**AIM**
Pull out every line of the entries that contains the string "hair", and copy each one in full. Case counts.
··········
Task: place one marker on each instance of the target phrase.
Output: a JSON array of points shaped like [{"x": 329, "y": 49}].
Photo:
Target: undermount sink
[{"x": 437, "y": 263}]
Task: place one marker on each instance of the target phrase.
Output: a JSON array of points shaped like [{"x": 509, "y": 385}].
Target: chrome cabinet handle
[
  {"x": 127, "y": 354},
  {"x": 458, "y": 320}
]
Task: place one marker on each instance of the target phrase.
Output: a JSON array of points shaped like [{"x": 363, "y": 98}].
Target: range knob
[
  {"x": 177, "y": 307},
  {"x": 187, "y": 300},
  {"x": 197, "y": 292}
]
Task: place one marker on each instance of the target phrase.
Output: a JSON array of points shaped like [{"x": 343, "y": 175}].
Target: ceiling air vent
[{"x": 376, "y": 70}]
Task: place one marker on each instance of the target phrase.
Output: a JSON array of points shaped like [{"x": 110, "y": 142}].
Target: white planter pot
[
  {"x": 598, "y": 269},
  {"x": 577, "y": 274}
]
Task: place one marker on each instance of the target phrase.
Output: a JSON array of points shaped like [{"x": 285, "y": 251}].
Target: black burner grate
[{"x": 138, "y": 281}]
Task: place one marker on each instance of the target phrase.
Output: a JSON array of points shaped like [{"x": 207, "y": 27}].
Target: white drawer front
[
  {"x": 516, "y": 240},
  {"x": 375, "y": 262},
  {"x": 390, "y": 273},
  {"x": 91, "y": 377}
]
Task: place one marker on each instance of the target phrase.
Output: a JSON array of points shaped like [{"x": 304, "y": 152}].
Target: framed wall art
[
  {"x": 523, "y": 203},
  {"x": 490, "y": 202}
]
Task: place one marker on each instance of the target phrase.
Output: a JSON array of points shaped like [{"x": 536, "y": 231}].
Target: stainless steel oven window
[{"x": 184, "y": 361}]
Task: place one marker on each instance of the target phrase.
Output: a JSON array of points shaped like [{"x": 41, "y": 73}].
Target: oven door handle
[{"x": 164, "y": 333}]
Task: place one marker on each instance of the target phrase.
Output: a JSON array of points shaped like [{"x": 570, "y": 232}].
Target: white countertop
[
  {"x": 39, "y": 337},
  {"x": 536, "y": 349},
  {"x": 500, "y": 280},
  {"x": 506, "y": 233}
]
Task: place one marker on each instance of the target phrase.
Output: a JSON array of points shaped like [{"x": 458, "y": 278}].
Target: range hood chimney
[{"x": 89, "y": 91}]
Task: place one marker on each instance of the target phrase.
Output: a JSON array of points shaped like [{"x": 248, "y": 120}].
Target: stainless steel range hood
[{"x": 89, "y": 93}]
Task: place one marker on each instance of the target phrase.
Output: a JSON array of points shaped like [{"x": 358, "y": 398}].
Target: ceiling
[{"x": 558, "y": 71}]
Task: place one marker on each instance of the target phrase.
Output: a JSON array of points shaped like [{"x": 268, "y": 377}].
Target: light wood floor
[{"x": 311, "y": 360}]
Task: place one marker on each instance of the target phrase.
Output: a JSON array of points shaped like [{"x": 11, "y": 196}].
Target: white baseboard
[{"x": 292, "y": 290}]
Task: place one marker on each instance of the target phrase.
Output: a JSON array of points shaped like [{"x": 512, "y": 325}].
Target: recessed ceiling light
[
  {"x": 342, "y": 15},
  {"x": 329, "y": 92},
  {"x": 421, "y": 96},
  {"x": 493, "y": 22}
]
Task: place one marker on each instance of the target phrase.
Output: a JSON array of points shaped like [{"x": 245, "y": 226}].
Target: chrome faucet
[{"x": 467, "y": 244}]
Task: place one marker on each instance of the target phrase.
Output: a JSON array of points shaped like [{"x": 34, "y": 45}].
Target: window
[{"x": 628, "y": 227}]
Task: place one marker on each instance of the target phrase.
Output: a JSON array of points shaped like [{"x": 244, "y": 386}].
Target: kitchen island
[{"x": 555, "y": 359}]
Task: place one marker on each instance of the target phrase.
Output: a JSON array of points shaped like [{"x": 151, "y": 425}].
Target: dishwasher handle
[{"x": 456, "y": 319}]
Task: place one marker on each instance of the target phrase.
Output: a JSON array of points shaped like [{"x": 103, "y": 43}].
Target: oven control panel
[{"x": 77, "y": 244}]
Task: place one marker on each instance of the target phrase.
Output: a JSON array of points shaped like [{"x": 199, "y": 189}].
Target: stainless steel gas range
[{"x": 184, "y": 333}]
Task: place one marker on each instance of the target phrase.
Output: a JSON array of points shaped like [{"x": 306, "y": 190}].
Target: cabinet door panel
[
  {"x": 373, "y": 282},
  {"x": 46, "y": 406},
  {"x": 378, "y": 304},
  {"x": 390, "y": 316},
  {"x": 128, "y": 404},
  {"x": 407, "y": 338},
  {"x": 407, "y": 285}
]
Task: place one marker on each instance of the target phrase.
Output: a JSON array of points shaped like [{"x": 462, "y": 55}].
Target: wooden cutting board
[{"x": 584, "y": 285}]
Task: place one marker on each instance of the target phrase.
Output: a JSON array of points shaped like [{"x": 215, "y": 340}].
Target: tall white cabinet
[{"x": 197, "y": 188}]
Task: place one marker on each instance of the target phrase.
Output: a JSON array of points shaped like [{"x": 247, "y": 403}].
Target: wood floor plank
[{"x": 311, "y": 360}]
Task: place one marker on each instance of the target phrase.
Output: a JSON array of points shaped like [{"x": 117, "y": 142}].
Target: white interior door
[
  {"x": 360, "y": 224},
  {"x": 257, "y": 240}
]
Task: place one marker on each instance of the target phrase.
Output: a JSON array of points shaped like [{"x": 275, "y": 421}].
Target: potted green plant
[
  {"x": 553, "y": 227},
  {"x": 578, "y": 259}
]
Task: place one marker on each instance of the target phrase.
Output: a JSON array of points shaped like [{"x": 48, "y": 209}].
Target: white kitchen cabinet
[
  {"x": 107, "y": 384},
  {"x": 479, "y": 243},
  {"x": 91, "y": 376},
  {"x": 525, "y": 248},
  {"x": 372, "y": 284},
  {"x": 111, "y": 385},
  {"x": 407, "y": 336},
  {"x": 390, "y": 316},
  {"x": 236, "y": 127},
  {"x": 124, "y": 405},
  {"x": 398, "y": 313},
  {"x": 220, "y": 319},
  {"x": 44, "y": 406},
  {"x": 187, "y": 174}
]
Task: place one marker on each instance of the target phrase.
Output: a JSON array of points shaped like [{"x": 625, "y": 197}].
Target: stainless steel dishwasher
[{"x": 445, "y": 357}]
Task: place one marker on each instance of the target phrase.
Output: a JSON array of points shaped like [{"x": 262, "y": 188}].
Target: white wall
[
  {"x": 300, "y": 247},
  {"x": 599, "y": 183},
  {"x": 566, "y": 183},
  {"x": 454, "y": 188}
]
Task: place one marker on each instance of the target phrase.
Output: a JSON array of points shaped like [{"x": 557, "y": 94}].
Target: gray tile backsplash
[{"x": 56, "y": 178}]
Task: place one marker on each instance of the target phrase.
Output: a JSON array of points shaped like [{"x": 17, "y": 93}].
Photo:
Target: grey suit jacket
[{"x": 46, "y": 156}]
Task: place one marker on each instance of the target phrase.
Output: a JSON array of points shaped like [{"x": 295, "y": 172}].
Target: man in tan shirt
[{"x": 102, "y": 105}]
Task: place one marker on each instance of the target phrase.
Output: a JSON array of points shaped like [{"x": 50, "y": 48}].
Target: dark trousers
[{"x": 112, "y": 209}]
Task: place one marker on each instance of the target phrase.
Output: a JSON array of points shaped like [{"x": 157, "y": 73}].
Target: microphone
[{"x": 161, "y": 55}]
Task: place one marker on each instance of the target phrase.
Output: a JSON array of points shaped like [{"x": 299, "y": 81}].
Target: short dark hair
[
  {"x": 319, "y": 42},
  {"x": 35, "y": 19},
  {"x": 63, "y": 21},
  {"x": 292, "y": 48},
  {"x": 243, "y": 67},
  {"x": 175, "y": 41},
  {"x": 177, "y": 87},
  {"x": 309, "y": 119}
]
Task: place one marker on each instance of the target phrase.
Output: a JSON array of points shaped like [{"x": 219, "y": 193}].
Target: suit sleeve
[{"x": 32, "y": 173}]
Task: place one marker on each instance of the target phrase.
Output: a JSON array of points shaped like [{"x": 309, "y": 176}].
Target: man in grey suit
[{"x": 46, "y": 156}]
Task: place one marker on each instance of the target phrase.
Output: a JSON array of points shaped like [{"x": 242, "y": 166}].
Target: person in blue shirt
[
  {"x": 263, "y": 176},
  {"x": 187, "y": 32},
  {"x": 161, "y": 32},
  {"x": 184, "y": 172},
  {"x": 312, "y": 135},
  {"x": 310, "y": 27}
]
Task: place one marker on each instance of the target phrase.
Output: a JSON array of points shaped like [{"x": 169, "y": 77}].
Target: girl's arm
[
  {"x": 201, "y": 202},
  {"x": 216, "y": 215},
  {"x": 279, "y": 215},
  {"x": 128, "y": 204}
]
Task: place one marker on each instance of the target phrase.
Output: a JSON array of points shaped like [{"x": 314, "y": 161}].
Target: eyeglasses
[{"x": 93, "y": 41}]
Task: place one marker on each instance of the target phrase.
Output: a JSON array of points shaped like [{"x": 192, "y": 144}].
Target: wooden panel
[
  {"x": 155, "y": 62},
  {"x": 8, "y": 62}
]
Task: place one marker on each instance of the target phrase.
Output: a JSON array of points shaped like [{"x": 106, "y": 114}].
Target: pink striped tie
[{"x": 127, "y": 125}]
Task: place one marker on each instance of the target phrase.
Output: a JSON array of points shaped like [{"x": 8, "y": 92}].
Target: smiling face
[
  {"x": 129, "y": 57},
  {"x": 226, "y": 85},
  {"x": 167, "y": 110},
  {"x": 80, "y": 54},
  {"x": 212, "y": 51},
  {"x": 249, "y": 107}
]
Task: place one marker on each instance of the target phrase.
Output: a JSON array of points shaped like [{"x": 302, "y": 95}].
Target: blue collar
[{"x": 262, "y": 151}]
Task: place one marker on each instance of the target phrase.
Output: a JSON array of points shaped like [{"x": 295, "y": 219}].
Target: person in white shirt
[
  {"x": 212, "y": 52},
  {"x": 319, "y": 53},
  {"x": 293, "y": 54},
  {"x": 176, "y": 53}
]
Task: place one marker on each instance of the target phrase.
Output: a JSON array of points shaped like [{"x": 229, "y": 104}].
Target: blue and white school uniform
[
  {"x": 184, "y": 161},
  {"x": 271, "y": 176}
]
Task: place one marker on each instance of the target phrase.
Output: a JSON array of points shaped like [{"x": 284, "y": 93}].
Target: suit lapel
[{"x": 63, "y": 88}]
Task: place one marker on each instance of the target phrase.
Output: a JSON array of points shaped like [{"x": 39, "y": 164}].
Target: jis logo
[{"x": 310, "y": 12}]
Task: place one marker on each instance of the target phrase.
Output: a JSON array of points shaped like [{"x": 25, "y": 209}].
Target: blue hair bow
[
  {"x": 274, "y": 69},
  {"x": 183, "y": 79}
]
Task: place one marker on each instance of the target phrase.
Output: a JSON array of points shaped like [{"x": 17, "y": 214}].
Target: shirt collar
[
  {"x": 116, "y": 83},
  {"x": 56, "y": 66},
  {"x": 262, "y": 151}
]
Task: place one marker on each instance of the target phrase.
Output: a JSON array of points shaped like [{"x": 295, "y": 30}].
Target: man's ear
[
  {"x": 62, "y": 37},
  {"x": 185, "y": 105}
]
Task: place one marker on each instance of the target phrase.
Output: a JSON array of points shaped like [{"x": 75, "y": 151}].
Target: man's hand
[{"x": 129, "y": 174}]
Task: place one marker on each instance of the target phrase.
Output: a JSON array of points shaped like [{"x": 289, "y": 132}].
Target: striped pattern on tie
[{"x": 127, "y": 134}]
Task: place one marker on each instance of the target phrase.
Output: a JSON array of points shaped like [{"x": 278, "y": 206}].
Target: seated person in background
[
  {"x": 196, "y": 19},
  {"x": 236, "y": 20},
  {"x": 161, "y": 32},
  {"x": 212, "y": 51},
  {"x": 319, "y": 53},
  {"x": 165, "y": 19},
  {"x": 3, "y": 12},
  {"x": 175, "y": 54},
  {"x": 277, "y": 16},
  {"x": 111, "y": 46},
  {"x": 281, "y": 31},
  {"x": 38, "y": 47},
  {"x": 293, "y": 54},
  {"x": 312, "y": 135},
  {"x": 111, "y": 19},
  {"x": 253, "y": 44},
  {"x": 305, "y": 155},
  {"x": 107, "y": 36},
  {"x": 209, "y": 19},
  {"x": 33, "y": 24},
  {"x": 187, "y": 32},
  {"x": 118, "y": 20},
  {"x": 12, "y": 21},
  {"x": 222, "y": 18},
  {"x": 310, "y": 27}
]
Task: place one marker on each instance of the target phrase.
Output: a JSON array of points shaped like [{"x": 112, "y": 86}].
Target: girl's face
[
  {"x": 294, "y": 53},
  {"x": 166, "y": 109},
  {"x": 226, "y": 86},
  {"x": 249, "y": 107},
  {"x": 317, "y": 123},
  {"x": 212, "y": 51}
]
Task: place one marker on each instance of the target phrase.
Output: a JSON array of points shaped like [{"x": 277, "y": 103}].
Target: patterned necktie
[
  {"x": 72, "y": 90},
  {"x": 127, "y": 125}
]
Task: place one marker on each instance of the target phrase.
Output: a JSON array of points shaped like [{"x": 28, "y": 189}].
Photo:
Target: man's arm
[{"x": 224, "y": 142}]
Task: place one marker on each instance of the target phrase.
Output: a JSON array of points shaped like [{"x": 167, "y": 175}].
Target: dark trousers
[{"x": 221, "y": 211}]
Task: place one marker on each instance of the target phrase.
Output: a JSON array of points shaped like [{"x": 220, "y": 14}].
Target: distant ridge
··········
**TASK OUTPUT**
Target: short dark hair
Target: blue hair bow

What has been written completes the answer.